── Recorded information

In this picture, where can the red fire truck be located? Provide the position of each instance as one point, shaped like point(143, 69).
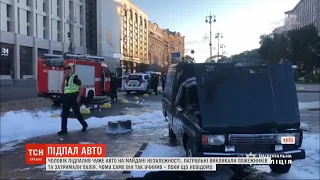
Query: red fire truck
point(93, 72)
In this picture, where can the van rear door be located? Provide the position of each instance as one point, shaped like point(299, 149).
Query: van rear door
point(168, 94)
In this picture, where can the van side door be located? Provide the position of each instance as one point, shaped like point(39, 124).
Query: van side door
point(178, 112)
point(168, 94)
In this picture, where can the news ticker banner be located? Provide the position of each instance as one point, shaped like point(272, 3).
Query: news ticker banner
point(37, 153)
point(147, 163)
point(93, 157)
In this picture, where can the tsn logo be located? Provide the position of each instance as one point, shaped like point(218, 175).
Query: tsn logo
point(288, 140)
point(35, 154)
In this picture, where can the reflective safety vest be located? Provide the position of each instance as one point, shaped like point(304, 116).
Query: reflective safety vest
point(71, 88)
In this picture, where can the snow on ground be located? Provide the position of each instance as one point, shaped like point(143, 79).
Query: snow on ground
point(9, 146)
point(309, 105)
point(156, 150)
point(301, 169)
point(24, 125)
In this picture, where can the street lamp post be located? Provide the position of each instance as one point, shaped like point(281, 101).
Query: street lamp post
point(218, 36)
point(222, 46)
point(210, 20)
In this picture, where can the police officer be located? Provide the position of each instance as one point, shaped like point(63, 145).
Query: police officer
point(71, 86)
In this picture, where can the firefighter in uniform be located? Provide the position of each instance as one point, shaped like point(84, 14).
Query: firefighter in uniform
point(71, 86)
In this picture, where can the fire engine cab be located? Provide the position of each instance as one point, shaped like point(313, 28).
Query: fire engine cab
point(92, 71)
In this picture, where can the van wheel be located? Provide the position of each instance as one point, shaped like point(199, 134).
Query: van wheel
point(57, 102)
point(171, 133)
point(280, 169)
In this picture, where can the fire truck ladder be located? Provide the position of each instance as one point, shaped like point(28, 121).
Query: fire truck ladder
point(76, 57)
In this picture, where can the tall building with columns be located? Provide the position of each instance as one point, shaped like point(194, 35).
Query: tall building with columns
point(162, 43)
point(134, 37)
point(31, 28)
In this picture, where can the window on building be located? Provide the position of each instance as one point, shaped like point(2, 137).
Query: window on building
point(131, 14)
point(28, 30)
point(44, 34)
point(136, 18)
point(7, 62)
point(81, 37)
point(9, 8)
point(81, 17)
point(44, 7)
point(18, 13)
point(8, 26)
point(44, 21)
point(28, 16)
point(26, 61)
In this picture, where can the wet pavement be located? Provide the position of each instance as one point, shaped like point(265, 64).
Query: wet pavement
point(13, 161)
point(124, 145)
point(121, 145)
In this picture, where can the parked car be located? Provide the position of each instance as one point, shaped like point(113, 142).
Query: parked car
point(138, 82)
point(220, 110)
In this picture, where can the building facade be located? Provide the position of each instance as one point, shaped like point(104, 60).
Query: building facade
point(162, 43)
point(306, 12)
point(108, 31)
point(32, 28)
point(134, 37)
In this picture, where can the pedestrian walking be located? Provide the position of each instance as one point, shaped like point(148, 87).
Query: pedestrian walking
point(156, 84)
point(71, 86)
point(114, 88)
point(163, 81)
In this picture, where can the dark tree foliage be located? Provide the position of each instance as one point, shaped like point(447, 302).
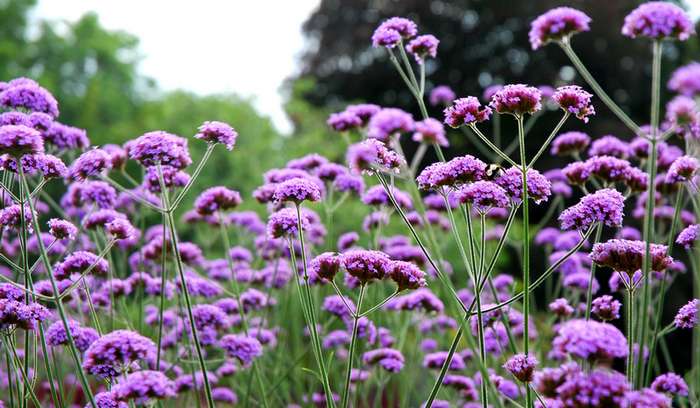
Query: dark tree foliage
point(481, 43)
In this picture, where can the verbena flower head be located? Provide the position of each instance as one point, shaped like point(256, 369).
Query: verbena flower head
point(325, 265)
point(144, 387)
point(557, 24)
point(626, 256)
point(406, 275)
point(241, 347)
point(430, 131)
point(606, 308)
point(605, 206)
point(217, 199)
point(15, 314)
point(599, 388)
point(365, 265)
point(23, 93)
point(688, 236)
point(371, 154)
point(116, 352)
point(521, 366)
point(343, 121)
point(159, 147)
point(686, 79)
point(466, 111)
point(575, 100)
point(687, 316)
point(297, 190)
point(18, 140)
point(389, 122)
point(422, 47)
point(92, 163)
point(670, 383)
point(589, 340)
point(517, 100)
point(658, 20)
point(391, 31)
point(217, 132)
point(538, 186)
point(462, 169)
point(682, 169)
point(570, 143)
point(483, 195)
point(62, 229)
point(284, 223)
point(441, 95)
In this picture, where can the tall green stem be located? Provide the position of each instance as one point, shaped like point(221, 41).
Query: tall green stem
point(526, 252)
point(188, 304)
point(59, 304)
point(353, 344)
point(648, 232)
point(313, 329)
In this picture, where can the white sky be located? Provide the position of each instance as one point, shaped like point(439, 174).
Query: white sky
point(207, 46)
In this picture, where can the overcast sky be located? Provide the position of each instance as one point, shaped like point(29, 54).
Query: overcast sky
point(210, 46)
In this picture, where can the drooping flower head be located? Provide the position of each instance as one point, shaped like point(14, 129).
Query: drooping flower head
point(422, 47)
point(658, 20)
point(145, 387)
point(605, 206)
point(371, 154)
point(406, 275)
point(62, 229)
point(590, 340)
point(606, 308)
point(517, 100)
point(557, 24)
point(115, 352)
point(217, 132)
point(159, 147)
point(391, 31)
point(626, 256)
point(365, 265)
point(687, 316)
point(297, 190)
point(670, 383)
point(466, 111)
point(538, 186)
point(521, 366)
point(90, 164)
point(483, 195)
point(24, 93)
point(217, 199)
point(575, 100)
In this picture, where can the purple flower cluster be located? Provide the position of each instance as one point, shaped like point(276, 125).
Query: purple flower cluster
point(604, 206)
point(557, 24)
point(658, 20)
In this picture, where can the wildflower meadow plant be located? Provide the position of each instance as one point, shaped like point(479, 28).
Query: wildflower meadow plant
point(108, 299)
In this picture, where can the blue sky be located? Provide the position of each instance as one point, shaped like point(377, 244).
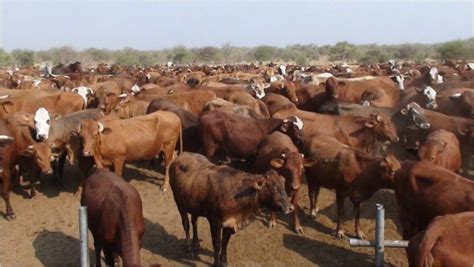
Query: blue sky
point(163, 24)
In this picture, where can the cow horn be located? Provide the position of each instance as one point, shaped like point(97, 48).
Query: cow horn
point(100, 126)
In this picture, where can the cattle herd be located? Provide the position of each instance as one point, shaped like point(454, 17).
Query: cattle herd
point(234, 139)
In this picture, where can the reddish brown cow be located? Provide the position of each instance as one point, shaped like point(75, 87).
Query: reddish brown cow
point(338, 167)
point(447, 241)
point(441, 148)
point(240, 136)
point(115, 217)
point(227, 197)
point(114, 142)
point(278, 152)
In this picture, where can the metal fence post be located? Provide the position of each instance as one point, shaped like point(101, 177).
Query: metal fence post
point(83, 236)
point(379, 236)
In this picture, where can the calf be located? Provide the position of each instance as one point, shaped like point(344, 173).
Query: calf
point(115, 217)
point(448, 241)
point(278, 152)
point(227, 197)
point(441, 148)
point(338, 167)
point(114, 142)
point(241, 136)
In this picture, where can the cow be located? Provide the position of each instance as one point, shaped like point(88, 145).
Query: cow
point(424, 191)
point(447, 241)
point(278, 152)
point(114, 216)
point(338, 167)
point(240, 136)
point(110, 142)
point(227, 197)
point(441, 148)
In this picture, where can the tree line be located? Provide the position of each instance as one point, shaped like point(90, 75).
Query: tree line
point(227, 53)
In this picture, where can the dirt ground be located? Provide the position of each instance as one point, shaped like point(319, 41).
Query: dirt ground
point(46, 230)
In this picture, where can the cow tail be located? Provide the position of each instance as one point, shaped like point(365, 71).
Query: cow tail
point(181, 139)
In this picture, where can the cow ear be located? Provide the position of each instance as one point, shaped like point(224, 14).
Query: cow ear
point(310, 162)
point(259, 183)
point(277, 163)
point(106, 130)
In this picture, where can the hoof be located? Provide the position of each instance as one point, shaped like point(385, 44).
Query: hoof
point(340, 234)
point(299, 230)
point(272, 224)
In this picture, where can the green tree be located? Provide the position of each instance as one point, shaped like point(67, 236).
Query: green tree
point(23, 57)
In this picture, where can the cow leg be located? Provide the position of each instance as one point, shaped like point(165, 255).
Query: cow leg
point(168, 155)
point(195, 244)
point(118, 166)
point(185, 222)
point(226, 235)
point(216, 232)
point(359, 233)
point(313, 193)
point(10, 215)
point(272, 222)
point(340, 214)
point(296, 219)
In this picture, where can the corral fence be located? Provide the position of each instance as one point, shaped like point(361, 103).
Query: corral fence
point(379, 244)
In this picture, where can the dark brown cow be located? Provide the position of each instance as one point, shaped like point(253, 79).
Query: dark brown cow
point(338, 167)
point(278, 152)
point(240, 136)
point(447, 241)
point(424, 191)
point(441, 148)
point(227, 197)
point(114, 142)
point(115, 217)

────

> Work to do:
Change "news ticker banner" to "scrolling headline bar" in the rows from the line with "In this picture, where can the van side" up to and including the line with "point(35, 154)", and give back only those lines with everything else left as it is.

> Task response:
In this picture, where can the van side door be located? Provide the position of each instance as one point, shaped like point(39, 124).
Query: van side door
point(178, 112)
point(168, 94)
In this picture, where can the scrolling headline bar be located? Provide the position of each instance as one point, shaped like point(272, 3).
Query: scrolling headline bar
point(37, 153)
point(147, 163)
point(93, 157)
In this picture, where can the tsn logo be located? Provide the position of each instance as one point, shaped like point(218, 175).
Query: tsn logo
point(288, 140)
point(35, 154)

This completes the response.